= TO BE DONE =
Reproduce the listing below verbatim.

[BEGIN INFORMATION GIVEN]

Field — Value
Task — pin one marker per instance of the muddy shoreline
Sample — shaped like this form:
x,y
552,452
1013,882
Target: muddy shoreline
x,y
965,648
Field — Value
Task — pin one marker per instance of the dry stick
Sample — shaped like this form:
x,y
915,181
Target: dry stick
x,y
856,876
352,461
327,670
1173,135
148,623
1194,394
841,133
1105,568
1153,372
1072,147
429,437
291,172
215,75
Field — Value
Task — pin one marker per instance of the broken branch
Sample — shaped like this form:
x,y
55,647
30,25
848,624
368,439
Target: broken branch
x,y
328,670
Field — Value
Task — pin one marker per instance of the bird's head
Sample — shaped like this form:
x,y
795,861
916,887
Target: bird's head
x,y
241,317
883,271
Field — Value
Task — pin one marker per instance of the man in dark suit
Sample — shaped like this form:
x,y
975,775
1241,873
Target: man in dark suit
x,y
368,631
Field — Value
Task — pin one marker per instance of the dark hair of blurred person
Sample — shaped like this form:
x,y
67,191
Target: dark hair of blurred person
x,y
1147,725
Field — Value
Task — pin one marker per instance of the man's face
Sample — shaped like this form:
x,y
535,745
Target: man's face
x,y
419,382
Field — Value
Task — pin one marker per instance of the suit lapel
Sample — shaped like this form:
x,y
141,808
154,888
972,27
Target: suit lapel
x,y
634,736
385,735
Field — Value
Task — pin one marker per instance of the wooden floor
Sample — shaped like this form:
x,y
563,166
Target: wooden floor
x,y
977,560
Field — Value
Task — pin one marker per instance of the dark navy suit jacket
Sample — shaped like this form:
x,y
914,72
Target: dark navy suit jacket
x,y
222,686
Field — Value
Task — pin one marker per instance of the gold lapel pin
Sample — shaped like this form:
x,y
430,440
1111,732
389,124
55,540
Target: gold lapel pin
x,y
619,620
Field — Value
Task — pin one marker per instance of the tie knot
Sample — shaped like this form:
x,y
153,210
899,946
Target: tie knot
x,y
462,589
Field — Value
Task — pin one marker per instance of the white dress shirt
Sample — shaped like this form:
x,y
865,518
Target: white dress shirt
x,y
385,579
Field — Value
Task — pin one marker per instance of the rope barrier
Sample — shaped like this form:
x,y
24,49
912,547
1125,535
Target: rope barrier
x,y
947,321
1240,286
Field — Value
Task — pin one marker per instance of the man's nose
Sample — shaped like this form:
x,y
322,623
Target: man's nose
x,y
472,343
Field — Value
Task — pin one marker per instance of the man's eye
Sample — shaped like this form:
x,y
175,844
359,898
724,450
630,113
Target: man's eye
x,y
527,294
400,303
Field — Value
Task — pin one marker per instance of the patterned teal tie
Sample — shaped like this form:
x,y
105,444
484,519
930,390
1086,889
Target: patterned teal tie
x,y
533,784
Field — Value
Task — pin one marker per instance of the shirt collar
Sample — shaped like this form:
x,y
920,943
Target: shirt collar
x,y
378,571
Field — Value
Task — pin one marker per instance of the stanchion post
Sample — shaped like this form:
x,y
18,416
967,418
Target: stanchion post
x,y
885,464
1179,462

[END INFORMATION GIVEN]

= REPLY =
Field — Value
Task — pin one marker per instance of the muddy shoreline
Sample — shaped like this form:
x,y
552,452
1013,882
Target: muddy shoreline
x,y
965,648
Field — Value
Task — pin one marker per instance of the dry stick
Sample — shaped like this form:
x,y
915,181
Target: dry stick
x,y
856,876
352,461
327,670
1173,135
148,623
1194,394
841,133
1105,568
1153,372
1072,147
429,437
291,172
215,75
Field — Value
Task — pin one marker per instance of the broken branch
Sample — shaped like this form:
x,y
55,647
30,25
848,624
368,439
Target: broken branch
x,y
328,670
Field — Value
Task — pin one marker per instance of the bird's head
Sample — shaped like this form:
x,y
795,861
916,887
Target: bird's head
x,y
241,317
883,271
Field — Value
Task — pin one marker per instance of the man in dark suit
Sample — shaped like this form:
x,y
975,775
1241,873
Target: man in dark suit
x,y
368,631
Field — Value
Task — pin one marker per instance of the dark hair of blurred person
Sample — shaped like this form:
x,y
67,191
Target: dark hair of blurred person
x,y
1147,725
Field — Value
Task — pin one marker per instance of the man's face
Sample — shaped like this form:
x,y
535,745
Target: man's face
x,y
419,382
Field — Value
Task — pin one marker per instance of the suit lapel
Sample — shaped like this form:
x,y
141,808
154,888
972,27
Target: suit lapel
x,y
634,736
385,735
Field — Value
Task — pin one marker per instance of the wooden floor
Sample — shaped like this form:
x,y
563,166
Target: wooden floor
x,y
977,560
Field — Value
Task — pin one marker per instance of the dark navy suit jacket
Sample — shaped like this form:
x,y
914,72
Target: dark navy suit jacket
x,y
222,686
Field — Value
Task — pin one marker per instance of the gold lapel pin
Sample — shaped like this form:
x,y
430,440
1111,732
389,124
55,540
Target: gold lapel pin
x,y
619,620
Field — Value
Task — pin one marker per instance of the tie knot
Sample — shaped like this form:
x,y
153,210
899,946
Target: tie knot
x,y
462,589
Field — Value
Task — pin one marker per instance of the white dress shirt
Sample — shaped like this form:
x,y
865,518
Target: white dress shirt
x,y
385,579
Field — Value
Task — pin one marker per instance of the rope barrier
Sample — shaped like this form:
x,y
24,49
912,547
1125,535
Target: rope barrier
x,y
947,321
1240,286
Field — Value
Task — pin one marker per instance of the man's nose
Sample — shaped like this form:
x,y
322,623
Target: man's nose
x,y
472,343
Field — Value
Task — pin one marker per instance of the man's eye
Sample — shaped like this form:
x,y
175,844
359,898
724,450
630,113
Target: man's eye
x,y
527,294
400,303
Field — Value
Task — pin one marker per instance of the patterned teal tie
Sample — shaped like this form:
x,y
105,444
484,519
930,390
1086,889
Target: patterned teal tie
x,y
533,784
Field — Value
Task — pin one marker per instance of the shirt collar
Sample — shaped like this form:
x,y
920,943
Target: shirt collar
x,y
378,571
Field — Value
Task — pin one marker per instance of the stanchion post
Sample — shaped like this form:
x,y
18,416
967,418
Target: stanchion post
x,y
885,464
1179,462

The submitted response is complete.